Investment

Boring is still beautiful for the second half of 2026

BY   |  THURSDAY, 16 JUL 2026    2:05PM

The financial markets and the betting markets serve vastly different purposes within the economy, but at the mid-point of 2026, it seems clear that there is abnormal speculation in the current economy, because investors are equating the two. In our view, investors would be better served sticking to fundamentals and leaving chance to the betting community.

The financial markets exist for capital formation. Investors take ownership positions in companies or lend to companies, which lowers those companies' cost of capital and fuels capital investment and employment. The betting markets serve no similar value-added purpose to the broader economy; participants simply wager on an outcome.

Figure 1 suggests that total options volume reflects the increasingly speculative nature of the financial markets. The embedded leverage within options provides investors with a higher-risk/higher-return method to potentially increase stock returns. Despite the increased risk of using options, trading volume has more than tripled in the last five years.

Given the speculative backdrop, our investment outlook remains focused on dividend-paying stocks, non-US stocks, shorter-term higher-quality fixed income, and gold.

Figure 1: Spiralling options volumes illustrate the increasingly speculative nature of markets

Source: Bloomberg, as at 31 May 2026.

Source: Janus Henderson

Investors are reassessing the Fed

One of our primary assumptions at the beginning of the year was that the US Federal Reserve (Fed) would not be able to cut rates as rapidly or as demonstrably as was consensus. In fact, we thought there was a probability that the Fed would need to shift course and increase rates.

That out-of-consensus view is apparently becoming more mainstream. Figure 2 shows the futures market's forecast for the federal funds rate. At the end of 2025 (amber line) the markets were predicting the fed funds rate would be lowered during 2026 and would not get back to current levels until 2030. The current view (white line) anticipates much higher rates, with only a small rate cut anticipated this summer and rates following a decidedly upward trajectory over the next five years.

Figure 2: A markedly different interest-rate path compared to the beginning of the year

Source: Bloomberg, as at 31 May 2026.

Source: Janus Henderson

The near-term optimism regarding a potential rate cut might still be too optimistic. Figure 3 shows our simple real-time measure of Nominal Gross Domestic Product (GDP) (real GDP plus inflation) incorporating the Atlanta Fed's GDPNow forecast and one-year inflation breakevens. The bars in the chart represent actual Nominal GDP as was reported.

The nominal US economic growth has been extraordinarily strong. Nominal GDP in the third quarter of 2025 was over 8%, which was, when excluding the pandemic and post-pandemic period, the first 8% nominal GDP quarter in roughly 20 years.

The fourth quarter was slower because of the government shutdown, but first-quarter 2026 nominal GDP was greater than 5.5%, and the current quarter is so far tracking back above 7%.

We continue to believe that such strong nominal growth will limit the Fed's flexibility, that they will gradually shift toward a tightening bias, and that they could actually raise rates.

Natural-language object grounding data
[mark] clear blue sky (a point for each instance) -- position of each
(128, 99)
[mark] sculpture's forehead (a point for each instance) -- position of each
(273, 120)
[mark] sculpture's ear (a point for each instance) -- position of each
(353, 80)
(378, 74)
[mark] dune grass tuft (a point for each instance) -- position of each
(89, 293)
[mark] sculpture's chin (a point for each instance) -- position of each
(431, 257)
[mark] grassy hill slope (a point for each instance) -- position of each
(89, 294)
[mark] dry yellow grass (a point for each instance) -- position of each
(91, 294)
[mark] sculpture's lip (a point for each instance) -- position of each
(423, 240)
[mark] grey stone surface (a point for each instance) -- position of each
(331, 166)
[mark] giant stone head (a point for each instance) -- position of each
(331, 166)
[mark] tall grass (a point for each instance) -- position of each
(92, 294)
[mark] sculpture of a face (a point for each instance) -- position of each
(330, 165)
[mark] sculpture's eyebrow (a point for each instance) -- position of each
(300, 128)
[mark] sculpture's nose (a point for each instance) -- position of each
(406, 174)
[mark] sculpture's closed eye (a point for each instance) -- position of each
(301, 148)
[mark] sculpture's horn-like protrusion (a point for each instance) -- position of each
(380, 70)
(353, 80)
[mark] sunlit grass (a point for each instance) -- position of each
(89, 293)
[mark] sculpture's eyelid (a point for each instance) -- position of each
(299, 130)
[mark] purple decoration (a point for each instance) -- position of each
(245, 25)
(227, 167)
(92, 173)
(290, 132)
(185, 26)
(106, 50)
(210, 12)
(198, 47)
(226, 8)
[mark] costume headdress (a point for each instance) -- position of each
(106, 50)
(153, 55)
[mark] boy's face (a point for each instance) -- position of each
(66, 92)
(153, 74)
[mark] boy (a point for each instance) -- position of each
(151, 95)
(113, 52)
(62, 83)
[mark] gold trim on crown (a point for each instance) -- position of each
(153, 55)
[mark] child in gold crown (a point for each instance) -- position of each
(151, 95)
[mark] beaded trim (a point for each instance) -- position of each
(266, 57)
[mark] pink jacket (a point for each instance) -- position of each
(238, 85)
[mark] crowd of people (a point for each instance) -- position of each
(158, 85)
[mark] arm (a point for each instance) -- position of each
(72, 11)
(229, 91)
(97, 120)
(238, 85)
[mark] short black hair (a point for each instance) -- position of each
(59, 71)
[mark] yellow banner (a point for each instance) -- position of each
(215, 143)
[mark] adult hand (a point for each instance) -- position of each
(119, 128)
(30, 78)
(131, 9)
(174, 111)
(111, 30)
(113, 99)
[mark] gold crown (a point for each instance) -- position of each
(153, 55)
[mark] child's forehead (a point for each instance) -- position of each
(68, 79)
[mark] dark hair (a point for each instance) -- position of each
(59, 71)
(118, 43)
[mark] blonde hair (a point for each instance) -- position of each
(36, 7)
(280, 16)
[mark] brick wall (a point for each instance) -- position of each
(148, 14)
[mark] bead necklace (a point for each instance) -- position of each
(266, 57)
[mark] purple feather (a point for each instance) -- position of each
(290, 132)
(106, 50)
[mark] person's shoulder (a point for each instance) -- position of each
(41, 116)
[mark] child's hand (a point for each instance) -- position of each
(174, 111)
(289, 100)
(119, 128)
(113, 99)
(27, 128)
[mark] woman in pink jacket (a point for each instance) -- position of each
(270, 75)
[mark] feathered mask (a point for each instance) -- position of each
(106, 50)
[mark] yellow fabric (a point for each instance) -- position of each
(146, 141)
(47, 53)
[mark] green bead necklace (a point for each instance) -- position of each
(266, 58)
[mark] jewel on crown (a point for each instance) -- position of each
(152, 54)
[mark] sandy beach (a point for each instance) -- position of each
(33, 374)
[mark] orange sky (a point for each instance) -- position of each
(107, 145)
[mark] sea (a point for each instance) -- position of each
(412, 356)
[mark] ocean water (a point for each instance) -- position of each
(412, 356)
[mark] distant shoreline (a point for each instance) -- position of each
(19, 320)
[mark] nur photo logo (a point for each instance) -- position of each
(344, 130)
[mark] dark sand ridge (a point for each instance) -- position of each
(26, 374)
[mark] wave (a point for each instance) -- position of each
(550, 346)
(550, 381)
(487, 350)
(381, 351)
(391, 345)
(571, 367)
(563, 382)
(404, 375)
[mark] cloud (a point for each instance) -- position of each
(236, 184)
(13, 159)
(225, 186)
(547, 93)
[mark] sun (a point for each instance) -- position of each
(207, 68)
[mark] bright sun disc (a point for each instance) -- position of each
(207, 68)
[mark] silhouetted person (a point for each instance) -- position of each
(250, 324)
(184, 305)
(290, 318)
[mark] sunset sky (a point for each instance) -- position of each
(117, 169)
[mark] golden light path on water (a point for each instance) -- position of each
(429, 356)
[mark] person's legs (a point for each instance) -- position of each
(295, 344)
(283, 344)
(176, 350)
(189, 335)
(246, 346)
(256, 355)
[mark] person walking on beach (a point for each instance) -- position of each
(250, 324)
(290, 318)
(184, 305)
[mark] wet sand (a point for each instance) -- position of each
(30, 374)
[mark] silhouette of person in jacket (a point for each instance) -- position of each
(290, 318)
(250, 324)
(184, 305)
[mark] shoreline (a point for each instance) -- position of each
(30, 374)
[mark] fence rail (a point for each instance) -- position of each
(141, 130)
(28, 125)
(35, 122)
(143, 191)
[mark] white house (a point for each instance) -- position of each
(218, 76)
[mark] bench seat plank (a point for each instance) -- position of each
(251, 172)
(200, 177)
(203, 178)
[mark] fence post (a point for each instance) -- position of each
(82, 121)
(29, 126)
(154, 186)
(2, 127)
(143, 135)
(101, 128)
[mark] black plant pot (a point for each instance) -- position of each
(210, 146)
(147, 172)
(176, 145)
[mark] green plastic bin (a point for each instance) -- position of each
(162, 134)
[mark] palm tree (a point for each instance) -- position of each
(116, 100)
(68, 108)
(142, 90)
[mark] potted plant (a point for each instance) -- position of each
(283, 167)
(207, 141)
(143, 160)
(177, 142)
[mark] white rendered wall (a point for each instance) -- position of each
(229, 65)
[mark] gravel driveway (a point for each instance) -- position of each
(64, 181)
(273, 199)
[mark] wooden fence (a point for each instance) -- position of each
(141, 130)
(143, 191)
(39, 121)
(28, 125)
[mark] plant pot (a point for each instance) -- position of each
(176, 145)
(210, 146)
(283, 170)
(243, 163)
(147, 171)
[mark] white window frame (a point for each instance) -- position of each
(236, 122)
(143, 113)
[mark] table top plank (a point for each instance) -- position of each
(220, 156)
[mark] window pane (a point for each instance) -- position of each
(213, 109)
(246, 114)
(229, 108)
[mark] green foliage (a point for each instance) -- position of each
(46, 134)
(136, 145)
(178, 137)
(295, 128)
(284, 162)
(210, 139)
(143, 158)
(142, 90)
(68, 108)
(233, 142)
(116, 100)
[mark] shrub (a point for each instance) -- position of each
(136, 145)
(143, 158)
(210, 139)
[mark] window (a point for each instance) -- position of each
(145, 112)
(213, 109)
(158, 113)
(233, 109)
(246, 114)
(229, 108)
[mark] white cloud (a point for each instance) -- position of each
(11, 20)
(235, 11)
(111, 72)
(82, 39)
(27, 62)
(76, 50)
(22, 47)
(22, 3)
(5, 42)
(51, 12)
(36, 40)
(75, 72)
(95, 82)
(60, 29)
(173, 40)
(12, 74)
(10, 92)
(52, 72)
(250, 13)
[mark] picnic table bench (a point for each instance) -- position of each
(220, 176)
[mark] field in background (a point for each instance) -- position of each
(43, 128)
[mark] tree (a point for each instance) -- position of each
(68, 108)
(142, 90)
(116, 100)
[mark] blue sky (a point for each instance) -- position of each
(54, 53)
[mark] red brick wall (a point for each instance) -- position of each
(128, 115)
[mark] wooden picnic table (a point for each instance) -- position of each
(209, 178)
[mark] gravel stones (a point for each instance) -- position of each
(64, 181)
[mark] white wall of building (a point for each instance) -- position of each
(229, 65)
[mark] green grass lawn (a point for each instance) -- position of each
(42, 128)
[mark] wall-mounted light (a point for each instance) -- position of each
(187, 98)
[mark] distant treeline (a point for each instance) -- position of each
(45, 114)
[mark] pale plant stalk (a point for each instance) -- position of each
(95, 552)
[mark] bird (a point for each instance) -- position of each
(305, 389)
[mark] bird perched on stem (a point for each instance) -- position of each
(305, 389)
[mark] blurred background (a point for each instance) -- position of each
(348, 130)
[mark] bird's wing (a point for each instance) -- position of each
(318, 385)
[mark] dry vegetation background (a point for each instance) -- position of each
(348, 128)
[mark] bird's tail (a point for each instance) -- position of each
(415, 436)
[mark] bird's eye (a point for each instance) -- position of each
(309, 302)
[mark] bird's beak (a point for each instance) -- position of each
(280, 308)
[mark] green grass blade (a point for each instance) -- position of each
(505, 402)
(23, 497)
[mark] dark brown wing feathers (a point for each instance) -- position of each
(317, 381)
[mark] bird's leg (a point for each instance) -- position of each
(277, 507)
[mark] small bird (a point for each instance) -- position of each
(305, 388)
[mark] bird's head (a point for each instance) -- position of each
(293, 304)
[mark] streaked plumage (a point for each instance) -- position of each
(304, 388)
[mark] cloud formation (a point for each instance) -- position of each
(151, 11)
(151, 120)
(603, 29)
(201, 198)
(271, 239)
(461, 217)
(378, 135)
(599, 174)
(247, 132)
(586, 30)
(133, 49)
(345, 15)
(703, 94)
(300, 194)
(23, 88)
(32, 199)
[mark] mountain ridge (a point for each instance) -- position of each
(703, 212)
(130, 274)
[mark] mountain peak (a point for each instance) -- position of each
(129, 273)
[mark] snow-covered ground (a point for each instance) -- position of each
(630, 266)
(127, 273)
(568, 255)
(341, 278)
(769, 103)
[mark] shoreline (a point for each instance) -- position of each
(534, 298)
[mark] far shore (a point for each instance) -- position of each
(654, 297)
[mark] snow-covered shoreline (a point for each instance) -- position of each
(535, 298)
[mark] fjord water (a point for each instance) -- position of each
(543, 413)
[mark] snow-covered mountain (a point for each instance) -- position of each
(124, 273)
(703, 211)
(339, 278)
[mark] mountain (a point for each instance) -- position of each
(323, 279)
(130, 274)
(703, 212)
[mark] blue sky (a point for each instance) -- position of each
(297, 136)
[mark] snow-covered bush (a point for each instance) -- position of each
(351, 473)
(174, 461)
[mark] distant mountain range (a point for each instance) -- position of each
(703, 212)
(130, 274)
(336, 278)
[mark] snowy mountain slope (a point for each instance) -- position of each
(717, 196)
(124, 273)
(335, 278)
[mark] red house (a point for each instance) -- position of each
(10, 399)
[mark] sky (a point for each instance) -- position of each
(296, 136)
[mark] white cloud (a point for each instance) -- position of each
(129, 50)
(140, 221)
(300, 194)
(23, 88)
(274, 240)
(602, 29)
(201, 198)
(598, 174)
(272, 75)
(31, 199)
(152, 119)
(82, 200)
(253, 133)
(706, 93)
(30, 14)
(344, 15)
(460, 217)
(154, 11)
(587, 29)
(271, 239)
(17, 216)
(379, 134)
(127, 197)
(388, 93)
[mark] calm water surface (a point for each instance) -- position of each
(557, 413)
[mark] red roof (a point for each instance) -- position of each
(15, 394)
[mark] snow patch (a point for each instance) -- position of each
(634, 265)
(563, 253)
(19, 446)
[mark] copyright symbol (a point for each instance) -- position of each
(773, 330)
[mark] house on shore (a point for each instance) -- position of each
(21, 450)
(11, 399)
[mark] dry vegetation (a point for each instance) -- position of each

*EXERCISE TASKS*
#1 In one to three sentences, explain why the 2026 market outlook expects that the Fed could end up raising rates instead of cutting them.
#2 Transcribe the part of the 2026 market outlook starting with "The financial markets exist" and going on through "on an outcome.".

*SOLVED TASKS*
#1 The outlook points to extraordinarily strong nominal US growth. Nominal GDP was over 8% in the third quarter of 2025 and greater than 5.5% in the first quarter of 2026, and the current quarter is tracking back above 7%. The writers believe growth this strong will limit the Fed's flexibility and move it gradually toward a tightening bias, possibly to an actual rate increase.

#2
The financial markets exist for capital formation. Investors take ownership positions in companies or lend to companies, which lowers those companies' cost of capital and fuels capital investment and employment. The betting markets serve no similar value-added purpose to the broader economy; participants simply wager on an outcome.